• MATERIAL PROVIDED:
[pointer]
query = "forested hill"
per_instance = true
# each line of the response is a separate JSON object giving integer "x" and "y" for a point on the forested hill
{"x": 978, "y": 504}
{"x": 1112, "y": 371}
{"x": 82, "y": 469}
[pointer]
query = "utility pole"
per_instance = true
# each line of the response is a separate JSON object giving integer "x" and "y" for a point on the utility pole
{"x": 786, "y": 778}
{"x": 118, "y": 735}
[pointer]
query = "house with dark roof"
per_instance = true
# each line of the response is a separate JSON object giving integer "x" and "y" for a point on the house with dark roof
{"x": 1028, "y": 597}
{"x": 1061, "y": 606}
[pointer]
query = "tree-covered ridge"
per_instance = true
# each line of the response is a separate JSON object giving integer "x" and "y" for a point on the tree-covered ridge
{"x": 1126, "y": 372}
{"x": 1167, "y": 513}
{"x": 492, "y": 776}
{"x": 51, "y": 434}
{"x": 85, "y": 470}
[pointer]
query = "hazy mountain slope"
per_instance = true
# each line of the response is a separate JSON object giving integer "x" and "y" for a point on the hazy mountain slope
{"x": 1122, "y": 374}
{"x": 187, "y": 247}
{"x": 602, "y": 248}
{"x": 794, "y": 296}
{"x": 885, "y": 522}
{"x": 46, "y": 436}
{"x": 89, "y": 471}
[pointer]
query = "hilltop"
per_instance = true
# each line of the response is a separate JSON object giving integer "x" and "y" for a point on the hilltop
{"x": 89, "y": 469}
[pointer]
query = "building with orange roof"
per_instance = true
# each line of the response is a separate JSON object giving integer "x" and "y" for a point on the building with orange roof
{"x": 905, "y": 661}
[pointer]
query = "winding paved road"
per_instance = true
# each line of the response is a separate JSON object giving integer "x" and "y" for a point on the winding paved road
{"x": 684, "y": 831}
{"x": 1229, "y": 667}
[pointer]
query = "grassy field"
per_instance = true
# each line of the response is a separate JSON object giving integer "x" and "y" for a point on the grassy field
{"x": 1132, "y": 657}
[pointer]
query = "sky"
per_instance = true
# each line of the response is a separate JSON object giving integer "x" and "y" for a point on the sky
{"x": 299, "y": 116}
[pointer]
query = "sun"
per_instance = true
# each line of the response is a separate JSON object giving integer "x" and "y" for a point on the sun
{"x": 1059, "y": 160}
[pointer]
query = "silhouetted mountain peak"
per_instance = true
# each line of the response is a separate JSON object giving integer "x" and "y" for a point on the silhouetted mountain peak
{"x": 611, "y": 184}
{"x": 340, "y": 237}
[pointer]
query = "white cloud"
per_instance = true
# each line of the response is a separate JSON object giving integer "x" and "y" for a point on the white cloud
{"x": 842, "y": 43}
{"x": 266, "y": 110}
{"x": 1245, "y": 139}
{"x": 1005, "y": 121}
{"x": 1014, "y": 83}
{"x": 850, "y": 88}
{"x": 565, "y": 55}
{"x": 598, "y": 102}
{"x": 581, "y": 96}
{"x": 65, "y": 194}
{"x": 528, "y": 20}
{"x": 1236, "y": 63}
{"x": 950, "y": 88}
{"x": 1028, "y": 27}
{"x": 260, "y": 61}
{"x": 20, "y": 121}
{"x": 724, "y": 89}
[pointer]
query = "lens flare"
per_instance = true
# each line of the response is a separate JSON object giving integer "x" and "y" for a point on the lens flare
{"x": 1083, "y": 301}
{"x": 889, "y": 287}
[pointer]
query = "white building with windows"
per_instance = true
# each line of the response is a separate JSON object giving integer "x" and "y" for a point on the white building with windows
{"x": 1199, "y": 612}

--

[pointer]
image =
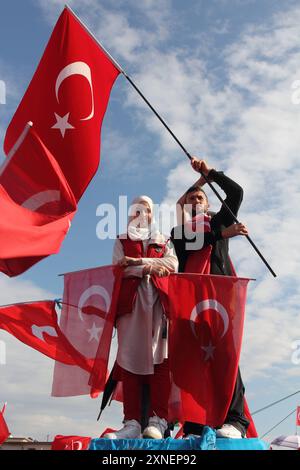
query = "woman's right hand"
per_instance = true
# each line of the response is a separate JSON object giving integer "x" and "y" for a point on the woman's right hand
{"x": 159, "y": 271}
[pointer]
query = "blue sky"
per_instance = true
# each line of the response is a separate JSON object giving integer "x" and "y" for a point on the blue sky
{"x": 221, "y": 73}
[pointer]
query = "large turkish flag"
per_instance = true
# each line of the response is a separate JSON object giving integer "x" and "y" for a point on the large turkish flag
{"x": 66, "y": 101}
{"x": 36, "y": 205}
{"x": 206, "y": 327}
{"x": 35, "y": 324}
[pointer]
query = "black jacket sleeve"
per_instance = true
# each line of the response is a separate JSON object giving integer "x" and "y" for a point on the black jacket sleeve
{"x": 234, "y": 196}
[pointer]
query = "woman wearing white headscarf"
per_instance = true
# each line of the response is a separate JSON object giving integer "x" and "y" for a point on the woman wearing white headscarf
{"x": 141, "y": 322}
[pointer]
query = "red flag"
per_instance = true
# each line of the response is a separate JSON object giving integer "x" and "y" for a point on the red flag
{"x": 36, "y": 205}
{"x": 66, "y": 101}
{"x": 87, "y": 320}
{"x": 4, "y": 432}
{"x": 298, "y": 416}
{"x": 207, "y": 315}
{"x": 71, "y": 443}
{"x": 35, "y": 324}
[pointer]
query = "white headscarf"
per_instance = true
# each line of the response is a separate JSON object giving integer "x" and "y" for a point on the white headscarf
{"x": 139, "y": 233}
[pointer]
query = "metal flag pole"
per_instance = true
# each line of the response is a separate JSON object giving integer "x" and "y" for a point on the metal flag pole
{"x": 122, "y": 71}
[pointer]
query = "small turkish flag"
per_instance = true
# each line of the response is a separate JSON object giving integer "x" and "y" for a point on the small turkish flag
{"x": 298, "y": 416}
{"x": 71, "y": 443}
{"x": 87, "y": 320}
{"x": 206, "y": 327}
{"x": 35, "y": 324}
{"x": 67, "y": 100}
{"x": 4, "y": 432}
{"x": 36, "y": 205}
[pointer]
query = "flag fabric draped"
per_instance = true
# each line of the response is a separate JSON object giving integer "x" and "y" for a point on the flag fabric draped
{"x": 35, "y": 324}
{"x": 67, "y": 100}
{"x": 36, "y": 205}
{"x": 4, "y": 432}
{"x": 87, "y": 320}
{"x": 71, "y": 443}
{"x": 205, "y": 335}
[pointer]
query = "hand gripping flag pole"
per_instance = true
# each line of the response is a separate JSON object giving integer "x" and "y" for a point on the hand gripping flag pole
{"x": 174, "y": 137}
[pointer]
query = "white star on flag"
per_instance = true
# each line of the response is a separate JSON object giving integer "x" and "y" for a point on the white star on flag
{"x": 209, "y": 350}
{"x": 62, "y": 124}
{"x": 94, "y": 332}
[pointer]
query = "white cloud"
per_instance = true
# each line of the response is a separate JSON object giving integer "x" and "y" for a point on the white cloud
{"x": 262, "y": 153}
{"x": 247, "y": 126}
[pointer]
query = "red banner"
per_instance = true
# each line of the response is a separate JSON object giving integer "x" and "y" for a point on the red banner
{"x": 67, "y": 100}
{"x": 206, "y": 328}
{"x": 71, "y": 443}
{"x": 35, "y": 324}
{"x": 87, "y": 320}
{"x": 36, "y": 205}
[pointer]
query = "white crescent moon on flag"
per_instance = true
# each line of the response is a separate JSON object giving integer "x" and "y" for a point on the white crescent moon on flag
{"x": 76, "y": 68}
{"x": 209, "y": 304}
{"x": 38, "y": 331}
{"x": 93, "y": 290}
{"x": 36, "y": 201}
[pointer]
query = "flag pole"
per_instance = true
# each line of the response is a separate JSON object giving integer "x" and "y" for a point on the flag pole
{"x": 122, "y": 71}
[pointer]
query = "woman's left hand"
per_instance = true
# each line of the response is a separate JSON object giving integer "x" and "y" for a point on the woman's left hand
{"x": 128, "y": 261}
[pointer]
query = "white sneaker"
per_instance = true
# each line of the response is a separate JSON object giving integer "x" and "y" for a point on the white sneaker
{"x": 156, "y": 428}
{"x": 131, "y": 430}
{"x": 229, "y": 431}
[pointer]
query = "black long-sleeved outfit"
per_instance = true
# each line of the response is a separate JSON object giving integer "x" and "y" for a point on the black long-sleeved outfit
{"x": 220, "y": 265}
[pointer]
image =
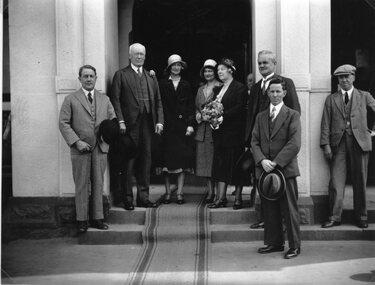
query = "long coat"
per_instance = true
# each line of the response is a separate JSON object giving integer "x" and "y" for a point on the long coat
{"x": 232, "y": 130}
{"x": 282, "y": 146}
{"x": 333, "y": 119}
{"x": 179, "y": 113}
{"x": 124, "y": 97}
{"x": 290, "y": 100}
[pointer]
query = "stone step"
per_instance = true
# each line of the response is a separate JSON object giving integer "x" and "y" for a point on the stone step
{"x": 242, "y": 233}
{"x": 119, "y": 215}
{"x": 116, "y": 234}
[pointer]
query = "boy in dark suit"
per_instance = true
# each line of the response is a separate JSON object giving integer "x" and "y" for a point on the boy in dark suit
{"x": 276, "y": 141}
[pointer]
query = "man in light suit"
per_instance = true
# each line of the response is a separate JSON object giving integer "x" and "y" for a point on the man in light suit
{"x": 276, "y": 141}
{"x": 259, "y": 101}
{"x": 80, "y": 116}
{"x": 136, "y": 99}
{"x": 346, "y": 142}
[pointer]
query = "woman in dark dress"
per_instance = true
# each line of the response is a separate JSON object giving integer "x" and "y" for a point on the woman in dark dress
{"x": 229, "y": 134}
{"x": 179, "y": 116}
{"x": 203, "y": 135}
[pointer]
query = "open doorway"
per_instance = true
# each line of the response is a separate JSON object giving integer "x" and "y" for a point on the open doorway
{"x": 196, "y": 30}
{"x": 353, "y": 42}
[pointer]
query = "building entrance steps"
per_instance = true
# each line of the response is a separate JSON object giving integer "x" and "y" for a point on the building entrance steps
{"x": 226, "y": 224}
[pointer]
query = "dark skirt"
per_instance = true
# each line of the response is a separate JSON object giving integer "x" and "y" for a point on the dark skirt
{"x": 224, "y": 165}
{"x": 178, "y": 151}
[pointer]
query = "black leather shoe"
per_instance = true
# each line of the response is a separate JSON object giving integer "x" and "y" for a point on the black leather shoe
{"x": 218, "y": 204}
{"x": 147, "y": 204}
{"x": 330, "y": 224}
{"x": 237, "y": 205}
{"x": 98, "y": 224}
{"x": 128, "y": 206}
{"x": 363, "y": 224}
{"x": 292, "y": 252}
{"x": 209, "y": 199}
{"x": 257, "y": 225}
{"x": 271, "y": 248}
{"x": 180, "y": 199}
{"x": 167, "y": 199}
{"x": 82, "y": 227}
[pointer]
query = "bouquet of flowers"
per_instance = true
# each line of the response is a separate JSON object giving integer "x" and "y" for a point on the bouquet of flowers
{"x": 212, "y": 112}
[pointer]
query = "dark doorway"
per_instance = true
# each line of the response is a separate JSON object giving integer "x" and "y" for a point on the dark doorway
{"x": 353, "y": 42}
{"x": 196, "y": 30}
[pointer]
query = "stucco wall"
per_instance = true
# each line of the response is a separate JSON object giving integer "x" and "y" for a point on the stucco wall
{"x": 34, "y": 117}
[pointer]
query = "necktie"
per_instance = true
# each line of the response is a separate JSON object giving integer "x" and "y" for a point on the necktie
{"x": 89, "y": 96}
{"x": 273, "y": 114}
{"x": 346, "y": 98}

--

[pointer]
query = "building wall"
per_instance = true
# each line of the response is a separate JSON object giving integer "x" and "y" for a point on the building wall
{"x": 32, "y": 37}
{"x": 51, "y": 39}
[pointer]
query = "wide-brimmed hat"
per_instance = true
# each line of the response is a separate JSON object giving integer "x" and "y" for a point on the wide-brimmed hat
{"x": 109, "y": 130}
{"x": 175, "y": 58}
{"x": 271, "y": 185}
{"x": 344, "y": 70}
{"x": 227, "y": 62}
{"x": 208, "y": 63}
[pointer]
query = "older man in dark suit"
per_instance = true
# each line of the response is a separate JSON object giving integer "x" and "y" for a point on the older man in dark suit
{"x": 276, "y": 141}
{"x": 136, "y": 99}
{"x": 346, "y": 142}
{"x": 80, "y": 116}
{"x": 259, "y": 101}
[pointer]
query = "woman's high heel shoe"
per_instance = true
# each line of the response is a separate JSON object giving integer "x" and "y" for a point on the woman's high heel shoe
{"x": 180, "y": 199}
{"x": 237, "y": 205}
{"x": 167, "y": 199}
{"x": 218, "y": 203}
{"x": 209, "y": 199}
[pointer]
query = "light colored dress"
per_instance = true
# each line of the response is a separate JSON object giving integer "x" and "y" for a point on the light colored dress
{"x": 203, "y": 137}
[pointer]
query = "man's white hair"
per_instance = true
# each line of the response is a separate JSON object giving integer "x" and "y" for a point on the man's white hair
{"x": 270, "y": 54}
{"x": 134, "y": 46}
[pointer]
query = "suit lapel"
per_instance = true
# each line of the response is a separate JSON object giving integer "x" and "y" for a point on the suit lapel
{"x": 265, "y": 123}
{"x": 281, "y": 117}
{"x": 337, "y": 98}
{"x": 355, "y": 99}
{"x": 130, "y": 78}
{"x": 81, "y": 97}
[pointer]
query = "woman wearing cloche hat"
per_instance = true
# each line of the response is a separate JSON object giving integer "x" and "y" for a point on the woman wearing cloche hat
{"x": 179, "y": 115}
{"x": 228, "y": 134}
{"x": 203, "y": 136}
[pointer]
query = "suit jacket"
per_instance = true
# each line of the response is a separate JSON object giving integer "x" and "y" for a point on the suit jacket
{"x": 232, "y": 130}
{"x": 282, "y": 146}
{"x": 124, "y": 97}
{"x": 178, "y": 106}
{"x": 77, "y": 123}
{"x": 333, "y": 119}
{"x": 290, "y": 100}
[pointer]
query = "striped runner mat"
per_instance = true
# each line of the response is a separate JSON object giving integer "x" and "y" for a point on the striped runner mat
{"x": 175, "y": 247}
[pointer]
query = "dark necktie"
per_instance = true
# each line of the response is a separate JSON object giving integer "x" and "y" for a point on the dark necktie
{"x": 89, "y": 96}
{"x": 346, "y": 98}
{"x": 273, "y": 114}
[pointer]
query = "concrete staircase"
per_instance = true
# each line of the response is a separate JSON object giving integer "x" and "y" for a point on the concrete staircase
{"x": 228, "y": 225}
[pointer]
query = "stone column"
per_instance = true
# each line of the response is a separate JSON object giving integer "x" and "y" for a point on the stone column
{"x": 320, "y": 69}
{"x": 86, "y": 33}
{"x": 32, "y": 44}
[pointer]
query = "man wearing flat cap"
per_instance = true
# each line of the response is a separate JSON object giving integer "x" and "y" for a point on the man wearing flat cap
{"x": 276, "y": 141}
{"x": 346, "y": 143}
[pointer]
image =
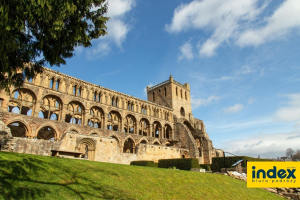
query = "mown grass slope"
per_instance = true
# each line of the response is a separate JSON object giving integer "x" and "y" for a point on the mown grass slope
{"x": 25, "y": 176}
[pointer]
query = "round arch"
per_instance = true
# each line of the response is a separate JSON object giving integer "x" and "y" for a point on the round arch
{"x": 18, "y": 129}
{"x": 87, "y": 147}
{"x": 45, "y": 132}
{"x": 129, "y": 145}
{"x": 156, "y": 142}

• SHORT TASK:
Collect every line above that contains the string "utility". Case counts.

• RESULT OF THE EXERCISE:
query = "utility pole"
# each line of the response is a separate JSON object giving integer "x" and "y" for a point on the utility pole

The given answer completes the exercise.